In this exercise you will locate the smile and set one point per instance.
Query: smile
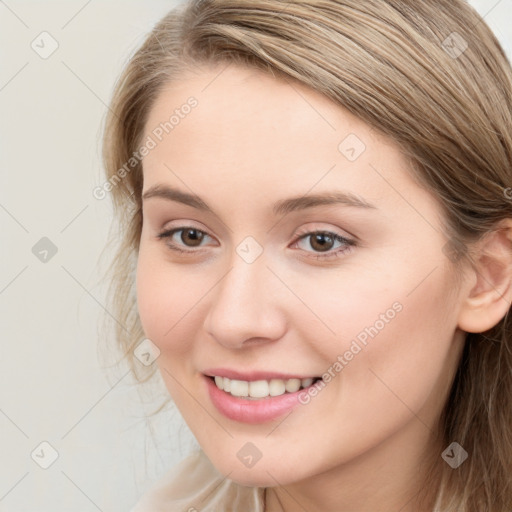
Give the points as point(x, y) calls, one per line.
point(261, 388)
* * *
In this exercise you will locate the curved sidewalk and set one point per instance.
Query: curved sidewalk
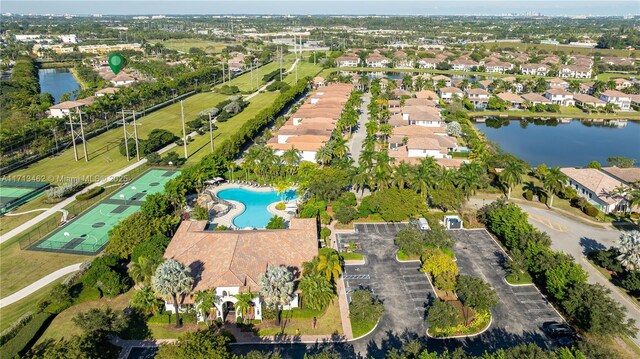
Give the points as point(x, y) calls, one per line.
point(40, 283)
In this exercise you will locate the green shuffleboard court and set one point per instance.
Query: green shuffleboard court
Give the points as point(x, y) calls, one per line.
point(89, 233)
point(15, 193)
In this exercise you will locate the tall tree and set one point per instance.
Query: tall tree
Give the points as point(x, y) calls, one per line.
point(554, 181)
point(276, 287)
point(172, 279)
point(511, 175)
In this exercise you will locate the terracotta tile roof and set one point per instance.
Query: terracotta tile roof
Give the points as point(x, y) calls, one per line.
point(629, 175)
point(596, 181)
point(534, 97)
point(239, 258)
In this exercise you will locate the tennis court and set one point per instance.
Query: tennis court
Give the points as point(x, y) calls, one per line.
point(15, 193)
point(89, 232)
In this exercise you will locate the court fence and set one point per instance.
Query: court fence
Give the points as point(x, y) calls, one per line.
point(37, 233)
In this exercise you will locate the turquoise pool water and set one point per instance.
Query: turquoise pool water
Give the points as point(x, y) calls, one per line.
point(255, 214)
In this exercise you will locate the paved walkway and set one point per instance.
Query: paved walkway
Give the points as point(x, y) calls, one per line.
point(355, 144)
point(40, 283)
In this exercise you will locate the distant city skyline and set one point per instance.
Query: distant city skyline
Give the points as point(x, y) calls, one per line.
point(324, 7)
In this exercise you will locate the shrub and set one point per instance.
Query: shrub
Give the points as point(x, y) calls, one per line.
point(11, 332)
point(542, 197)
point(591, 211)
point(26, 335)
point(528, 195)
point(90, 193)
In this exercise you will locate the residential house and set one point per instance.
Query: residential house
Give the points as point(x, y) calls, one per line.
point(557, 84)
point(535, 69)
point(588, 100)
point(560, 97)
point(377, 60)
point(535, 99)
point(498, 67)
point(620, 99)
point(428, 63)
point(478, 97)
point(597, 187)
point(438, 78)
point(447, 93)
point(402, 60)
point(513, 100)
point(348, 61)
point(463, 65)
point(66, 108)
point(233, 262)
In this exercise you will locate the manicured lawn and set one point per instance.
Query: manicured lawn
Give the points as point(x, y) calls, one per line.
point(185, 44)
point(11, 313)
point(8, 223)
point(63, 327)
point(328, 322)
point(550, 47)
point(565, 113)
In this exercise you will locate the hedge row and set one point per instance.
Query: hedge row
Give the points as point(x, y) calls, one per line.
==
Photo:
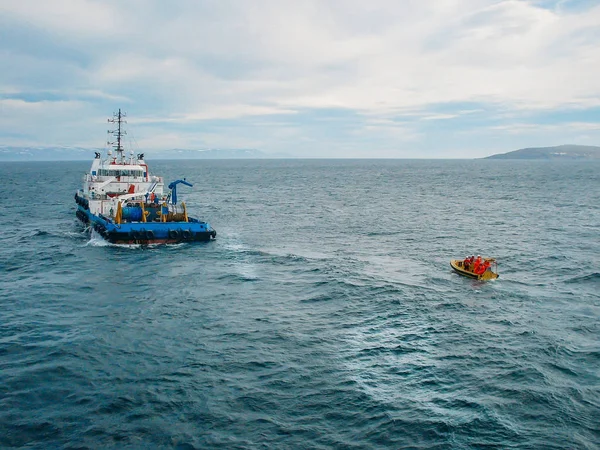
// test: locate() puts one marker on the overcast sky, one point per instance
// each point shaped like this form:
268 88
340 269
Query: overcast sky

#### [WHAT TO WORK ON]
From the lines above, pick out each one that contains the string "shuffleboard" and copy it in full. Case counts.

#### [EXERCISE SOLUTION]
In this exercise you will locate the green shuffleboard court and set one point per instance.
Query: green shuffleboard court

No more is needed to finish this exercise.